Start of Given data

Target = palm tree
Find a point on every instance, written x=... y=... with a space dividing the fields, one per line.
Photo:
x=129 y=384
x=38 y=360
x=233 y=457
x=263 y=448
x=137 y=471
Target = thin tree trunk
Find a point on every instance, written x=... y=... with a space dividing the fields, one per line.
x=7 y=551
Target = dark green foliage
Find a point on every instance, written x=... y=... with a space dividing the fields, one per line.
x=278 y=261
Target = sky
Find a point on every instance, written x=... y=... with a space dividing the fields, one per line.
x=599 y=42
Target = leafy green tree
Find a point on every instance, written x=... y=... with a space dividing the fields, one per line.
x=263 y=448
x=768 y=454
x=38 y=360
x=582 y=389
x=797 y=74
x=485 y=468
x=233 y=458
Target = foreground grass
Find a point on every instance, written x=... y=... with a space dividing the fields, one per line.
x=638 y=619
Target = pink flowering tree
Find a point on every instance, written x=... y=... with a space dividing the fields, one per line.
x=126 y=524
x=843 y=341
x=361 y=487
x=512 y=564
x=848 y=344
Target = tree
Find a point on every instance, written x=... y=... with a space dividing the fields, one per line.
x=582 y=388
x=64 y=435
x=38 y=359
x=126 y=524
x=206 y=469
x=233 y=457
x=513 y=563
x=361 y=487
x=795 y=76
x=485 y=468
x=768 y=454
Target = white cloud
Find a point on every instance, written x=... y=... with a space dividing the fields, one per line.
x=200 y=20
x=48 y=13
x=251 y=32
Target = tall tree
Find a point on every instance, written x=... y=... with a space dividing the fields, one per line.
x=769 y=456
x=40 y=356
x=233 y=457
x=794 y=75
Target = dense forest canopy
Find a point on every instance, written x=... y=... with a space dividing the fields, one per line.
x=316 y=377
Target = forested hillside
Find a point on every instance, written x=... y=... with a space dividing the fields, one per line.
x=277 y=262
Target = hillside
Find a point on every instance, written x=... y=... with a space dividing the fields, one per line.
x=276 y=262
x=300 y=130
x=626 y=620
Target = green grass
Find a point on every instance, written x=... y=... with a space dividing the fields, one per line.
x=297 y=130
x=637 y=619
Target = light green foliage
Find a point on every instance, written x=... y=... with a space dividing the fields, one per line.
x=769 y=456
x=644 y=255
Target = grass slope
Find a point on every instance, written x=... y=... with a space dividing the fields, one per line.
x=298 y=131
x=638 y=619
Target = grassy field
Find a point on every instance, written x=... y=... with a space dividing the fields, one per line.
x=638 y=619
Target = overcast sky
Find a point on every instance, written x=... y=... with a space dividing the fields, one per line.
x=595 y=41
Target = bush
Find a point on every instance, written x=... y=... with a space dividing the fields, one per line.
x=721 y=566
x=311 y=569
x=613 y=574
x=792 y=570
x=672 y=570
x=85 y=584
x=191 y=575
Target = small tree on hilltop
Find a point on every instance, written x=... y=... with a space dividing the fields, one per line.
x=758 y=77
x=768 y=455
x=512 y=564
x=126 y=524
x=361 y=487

End of Given data

- Exercise instructions:
Reproduce all the data word for word.

- Written reply:
Target = palm tree
Find a point on every instance, written x=... y=... with a space dividing the fields, one per line.
Photo:
x=129 y=384
x=38 y=360
x=233 y=457
x=263 y=448
x=137 y=471
Target = thin tree trunk
Find a point on every instance, written x=... y=... with a space dividing the fields, one per line.
x=7 y=551
Target = dark green foliage
Find a point on every instance, written x=... y=... with a space dividing the fields, one per line.
x=278 y=261
Target = sky
Find a point on every instance, written x=... y=... with a space dividing the fields, one per line.
x=599 y=42
Target = leafy green tree
Find a point on every instance, written x=... y=... with a space dividing the fields, one per line.
x=263 y=448
x=768 y=454
x=38 y=360
x=582 y=389
x=797 y=74
x=485 y=468
x=233 y=458
Target = foreground grass
Find a point on every instance, written x=... y=... with a space dividing the fields, one per line.
x=638 y=619
Target = pink flowering tree
Find a point on every instance, written x=... y=... with a space dividing the fields, one per line.
x=126 y=524
x=843 y=341
x=361 y=487
x=512 y=564
x=848 y=344
Target = tree
Find a point on every instance, written x=... y=... with a space dividing the fields, one per line.
x=582 y=388
x=64 y=435
x=38 y=359
x=126 y=524
x=206 y=469
x=233 y=457
x=513 y=563
x=361 y=487
x=795 y=76
x=485 y=468
x=768 y=454
Target = white cloud
Find a point on every instance, written x=... y=... with a space dividing the fields, one per line.
x=200 y=20
x=48 y=13
x=251 y=32
Target = tall tree
Find a point on every instance, written x=... y=... with a space dividing the fields, one per line.
x=769 y=456
x=40 y=356
x=233 y=457
x=794 y=75
Target = dense forest canopy
Find a point on every instance, written x=... y=... with a space dividing the fields, one per line.
x=316 y=377
Target = forested hillside
Find a point on every instance, written x=... y=... with a space dividing the fields, one per line.
x=277 y=262
Target = hillside
Find a point on every instance, written x=... y=... with a space dividing the fields, one per line.
x=276 y=262
x=300 y=130
x=626 y=620
Target = green grass
Find a point on every instance, written x=... y=... with a space dividing the fields, one per line.
x=297 y=130
x=637 y=619
Target = light green foliage
Find a point on every instance, written x=... y=... with a space dividing the fields, one per line.
x=769 y=456
x=644 y=255
Target = grass slope
Find a point on every instance, written x=... y=... with a space dividing the fields, one per line.
x=298 y=131
x=638 y=619
Target = grassy field
Find a point on every instance, written x=... y=... with a space dividing the fields, one per line.
x=638 y=619
Target = overcast sky
Find a point on every instance, written x=... y=... with a space dividing the fields, one per line.
x=595 y=41
Target = bush
Find a point on every instance, written x=... y=... with a space dividing the fields, one per line.
x=721 y=566
x=311 y=569
x=613 y=574
x=792 y=570
x=672 y=570
x=85 y=584
x=191 y=575
Target = small tree on hilltop
Find a point on every instance, written x=... y=... with a space dividing the fields, one per line.
x=758 y=77
x=768 y=455
x=512 y=564
x=126 y=524
x=361 y=487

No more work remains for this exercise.